# Provided records
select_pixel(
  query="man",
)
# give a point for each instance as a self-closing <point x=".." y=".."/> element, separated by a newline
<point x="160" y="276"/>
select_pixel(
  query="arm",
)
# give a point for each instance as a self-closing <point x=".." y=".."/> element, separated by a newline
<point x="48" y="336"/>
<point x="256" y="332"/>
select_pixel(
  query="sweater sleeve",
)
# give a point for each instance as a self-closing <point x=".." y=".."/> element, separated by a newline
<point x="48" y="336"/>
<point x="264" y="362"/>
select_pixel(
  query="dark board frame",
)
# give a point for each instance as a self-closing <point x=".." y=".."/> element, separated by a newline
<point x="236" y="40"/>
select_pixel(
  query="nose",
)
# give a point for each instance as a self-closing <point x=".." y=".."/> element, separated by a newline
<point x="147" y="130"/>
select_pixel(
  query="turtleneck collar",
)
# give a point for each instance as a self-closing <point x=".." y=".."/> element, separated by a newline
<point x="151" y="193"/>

* * *

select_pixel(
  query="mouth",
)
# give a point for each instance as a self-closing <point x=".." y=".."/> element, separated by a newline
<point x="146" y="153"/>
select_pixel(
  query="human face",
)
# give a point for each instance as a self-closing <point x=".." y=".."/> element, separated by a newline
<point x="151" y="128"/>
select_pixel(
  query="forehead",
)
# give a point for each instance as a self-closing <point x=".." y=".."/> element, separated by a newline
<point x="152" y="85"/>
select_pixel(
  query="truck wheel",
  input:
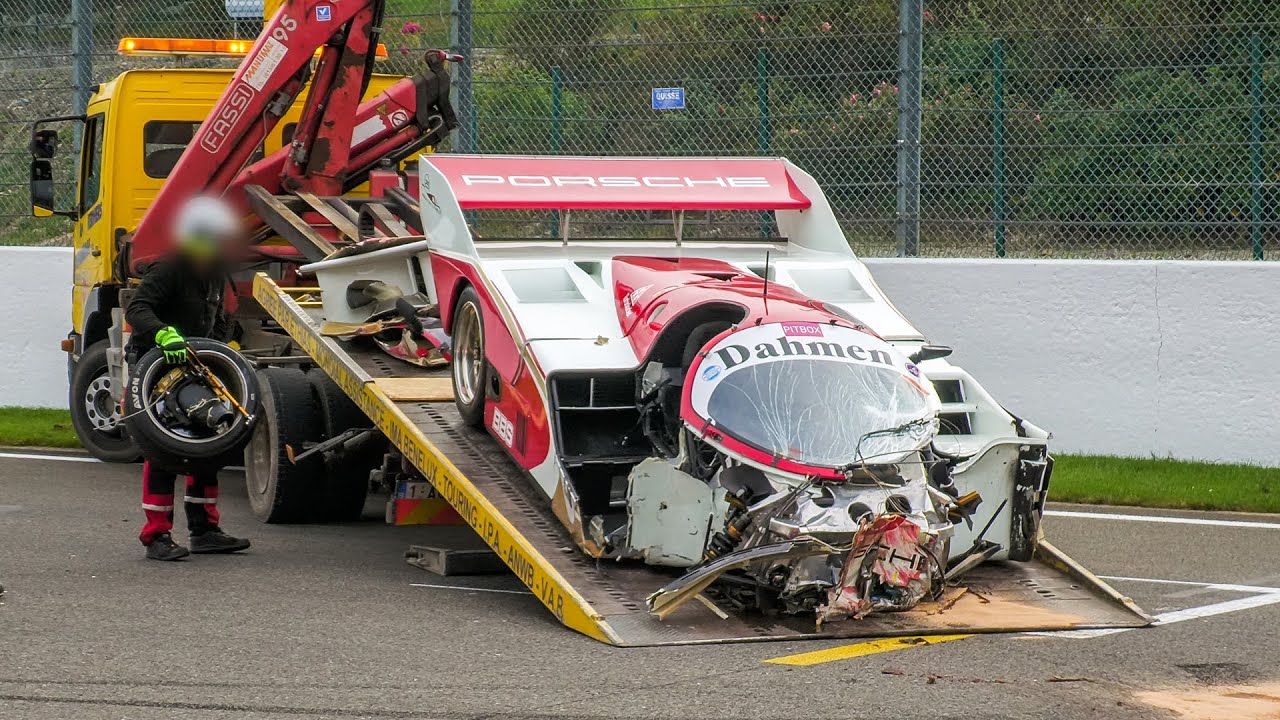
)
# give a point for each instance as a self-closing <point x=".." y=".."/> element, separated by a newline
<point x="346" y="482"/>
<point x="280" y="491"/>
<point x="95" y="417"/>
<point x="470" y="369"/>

--

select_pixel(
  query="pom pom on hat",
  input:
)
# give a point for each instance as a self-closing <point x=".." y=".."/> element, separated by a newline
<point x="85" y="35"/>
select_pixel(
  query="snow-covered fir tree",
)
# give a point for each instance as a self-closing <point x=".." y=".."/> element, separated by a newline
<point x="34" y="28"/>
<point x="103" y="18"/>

# Exercise details
Find each line in the records above that contains the string "query" and copy it. Treat uppercase and lowercase letters as distinct.

# Response to the exercise
  query="man",
  query="arm",
  query="sweater sleeve",
  query="dark board frame",
  query="nose",
  query="turtleneck collar",
  query="mouth",
  query="human face",
  query="forehead",
  query="truck wheel",
  query="pom pom on hat",
  query="snow-covered fir tree",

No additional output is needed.